Segment Open

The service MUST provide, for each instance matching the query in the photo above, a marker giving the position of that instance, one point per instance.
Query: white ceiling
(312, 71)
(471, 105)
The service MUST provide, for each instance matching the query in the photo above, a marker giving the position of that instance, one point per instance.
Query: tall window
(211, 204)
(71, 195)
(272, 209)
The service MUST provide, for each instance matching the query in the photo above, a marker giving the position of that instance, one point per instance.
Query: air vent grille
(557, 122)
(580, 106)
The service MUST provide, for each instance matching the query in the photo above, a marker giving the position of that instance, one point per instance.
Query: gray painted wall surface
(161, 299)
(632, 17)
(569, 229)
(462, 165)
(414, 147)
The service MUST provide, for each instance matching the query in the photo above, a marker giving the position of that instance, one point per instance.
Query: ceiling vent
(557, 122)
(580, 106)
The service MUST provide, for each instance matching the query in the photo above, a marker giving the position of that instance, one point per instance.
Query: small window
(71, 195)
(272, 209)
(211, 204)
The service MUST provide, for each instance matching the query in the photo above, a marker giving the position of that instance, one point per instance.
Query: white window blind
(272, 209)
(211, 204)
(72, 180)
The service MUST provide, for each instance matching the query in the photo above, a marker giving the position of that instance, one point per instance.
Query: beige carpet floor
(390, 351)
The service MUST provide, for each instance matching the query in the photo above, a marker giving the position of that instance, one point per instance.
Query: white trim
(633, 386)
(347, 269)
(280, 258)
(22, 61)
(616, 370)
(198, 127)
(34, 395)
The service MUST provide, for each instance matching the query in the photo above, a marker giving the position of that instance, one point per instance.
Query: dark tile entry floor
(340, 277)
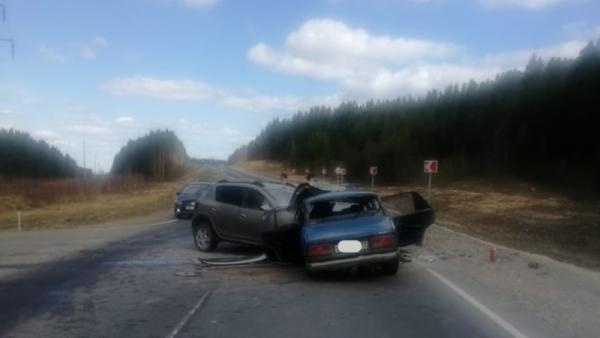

Segment Closed

_TASK TO CARRY OUT_. Reproduce the material exactly; omit the pictures.

_REPLY_.
The service MUST provide, for each instance matching the query in the photo above, a marker giving the position of that instance, one point per instance.
Query: white ceiling
(312, 71)
(471, 105)
The service MUST provide, for each instance matching the query in the photo above, a marker giving the position of that instance, one point per instance.
Query: tall window
(211, 204)
(71, 195)
(272, 209)
The service MUST provide, for each instance matching the query in the photo above, a marker giving the position of that instance, one point per instance.
Query: air vent grille
(557, 122)
(580, 106)
The service MUST provide, for each instance matching the query in the photo above, a marker giving the position of that instance, one point per instance.
Query: gray painted wall surface
(161, 299)
(632, 17)
(569, 229)
(462, 165)
(414, 147)
The service MUST provide, for each instance matching the query in the photo above, a marker giving the position of that instance, one point per instance.
Query: ceiling vent
(557, 122)
(580, 106)
The service MUST provide, for each instance matching the query in the photo above, a marker giving the position of that instance, one point per instance.
Query: small window
(71, 195)
(272, 209)
(211, 204)
The service MUST provide, for each instance matching the query in the photo above, a marker giving the position of that instance, one point per instance.
Query: white window blind
(272, 209)
(211, 204)
(72, 180)
The service MUST provide, for each instance matching the query in the photo above, a marker giving the position of that instance, one point per instance.
Query: beige carpet floor
(390, 351)
The service MUST provide, for each instance matching the query in the photo above, a marker giving the position of that instance, one point per instance.
Query: white trim
(633, 386)
(347, 269)
(280, 258)
(22, 61)
(616, 370)
(198, 127)
(34, 395)
The service MUST provide, for each instance matching the query in the photo above, a marker giving the position of that instance, one point per instance.
Query: dark tile entry floor
(340, 277)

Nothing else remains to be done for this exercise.